-------- INPUT RECORDS
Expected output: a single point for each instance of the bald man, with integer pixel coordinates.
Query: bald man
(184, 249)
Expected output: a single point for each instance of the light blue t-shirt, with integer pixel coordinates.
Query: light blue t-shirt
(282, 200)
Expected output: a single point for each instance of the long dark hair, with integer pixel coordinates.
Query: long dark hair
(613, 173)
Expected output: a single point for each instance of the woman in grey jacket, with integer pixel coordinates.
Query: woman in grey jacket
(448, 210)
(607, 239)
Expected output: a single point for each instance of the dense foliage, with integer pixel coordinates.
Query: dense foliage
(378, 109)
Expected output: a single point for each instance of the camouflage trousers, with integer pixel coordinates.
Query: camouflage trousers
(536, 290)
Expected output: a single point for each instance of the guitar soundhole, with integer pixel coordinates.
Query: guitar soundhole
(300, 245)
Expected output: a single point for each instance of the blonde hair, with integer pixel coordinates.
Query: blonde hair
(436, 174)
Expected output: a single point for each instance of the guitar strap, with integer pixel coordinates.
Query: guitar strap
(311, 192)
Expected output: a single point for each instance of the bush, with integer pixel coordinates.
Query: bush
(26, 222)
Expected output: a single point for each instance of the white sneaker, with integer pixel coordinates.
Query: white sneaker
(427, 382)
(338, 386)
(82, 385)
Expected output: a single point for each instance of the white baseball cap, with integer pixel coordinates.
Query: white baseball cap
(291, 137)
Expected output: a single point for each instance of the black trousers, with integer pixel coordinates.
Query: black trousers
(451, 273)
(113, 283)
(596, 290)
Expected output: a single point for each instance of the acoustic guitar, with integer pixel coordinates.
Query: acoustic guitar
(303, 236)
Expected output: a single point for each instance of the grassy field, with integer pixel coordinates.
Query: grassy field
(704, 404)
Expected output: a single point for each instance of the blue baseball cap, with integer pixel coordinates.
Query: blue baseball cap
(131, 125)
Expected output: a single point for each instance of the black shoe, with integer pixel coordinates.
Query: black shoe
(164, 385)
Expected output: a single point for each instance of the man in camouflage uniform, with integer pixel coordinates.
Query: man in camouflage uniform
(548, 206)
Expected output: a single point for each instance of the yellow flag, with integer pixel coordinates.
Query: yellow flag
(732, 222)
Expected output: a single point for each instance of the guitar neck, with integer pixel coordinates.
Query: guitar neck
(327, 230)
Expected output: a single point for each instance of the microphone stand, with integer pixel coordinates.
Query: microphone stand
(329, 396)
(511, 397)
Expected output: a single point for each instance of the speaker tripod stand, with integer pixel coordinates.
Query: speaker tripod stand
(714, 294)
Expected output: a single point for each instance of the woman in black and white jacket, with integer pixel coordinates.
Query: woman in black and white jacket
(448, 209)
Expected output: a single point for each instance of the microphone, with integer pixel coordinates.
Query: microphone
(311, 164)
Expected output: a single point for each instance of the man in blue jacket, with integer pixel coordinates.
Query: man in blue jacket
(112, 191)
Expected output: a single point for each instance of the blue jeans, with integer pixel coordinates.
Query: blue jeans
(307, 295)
----------------
> TASK DETAILS:
Can you write out every line again, requests included, from the line that has "Expected output: a single point for each instance of the grassy" through the end of the material, with each point coordinate shifted by -109?

> PROBLEM SOLUTION:
Expected output: a single point for each instance of the grassy field, with integer pixel coordinates.
Query: grassy field
(595, 295)
Expected output: a single point for each instance of the blue baseball cap, with integer pixel coordinates.
Query: blue baseball cap
(22, 16)
Expected output: a single point for each instance of the black shoe, with integer pixel coordinates.
Query: black shoe
(55, 276)
Expected output: a single point for each instance of the man in camouflage uniform, with integer pixel coordinates.
Query: man in camouflage uniform
(439, 97)
Expected output: a single point for each instance of the yellow flag, with integer pixel coordinates.
Query: yellow flag
(623, 113)
Expected output: a single point for each instance of the guitar neck, with integer pixel coordinates.
Query: guitar neck
(218, 121)
Expected output: a single point for each instance of the microphone stand, with integer pixel coordinates.
Query: microphone stand
(220, 287)
(402, 288)
Expected output: a single point for each instance of the speaker tripod stand, with integer pixel coordinates.
Query: speaker tripod stand
(605, 185)
Expected output: a single point for each instance of the woman in black and white jacket, with integer pixel coordinates.
Query: woman in black and white jacket
(339, 100)
Expected output: a single point for each instance of the microphone, with integer pixel coordinates.
Query: microphone
(202, 55)
Expected output: a single point for each instance of the man in blue jacket, with integer pixel coordinates.
Query: man in blue jacket
(3, 82)
Expected output: a single point for each instance of the blue jeans, with integer pixel coordinates.
Query: blue jeans
(198, 186)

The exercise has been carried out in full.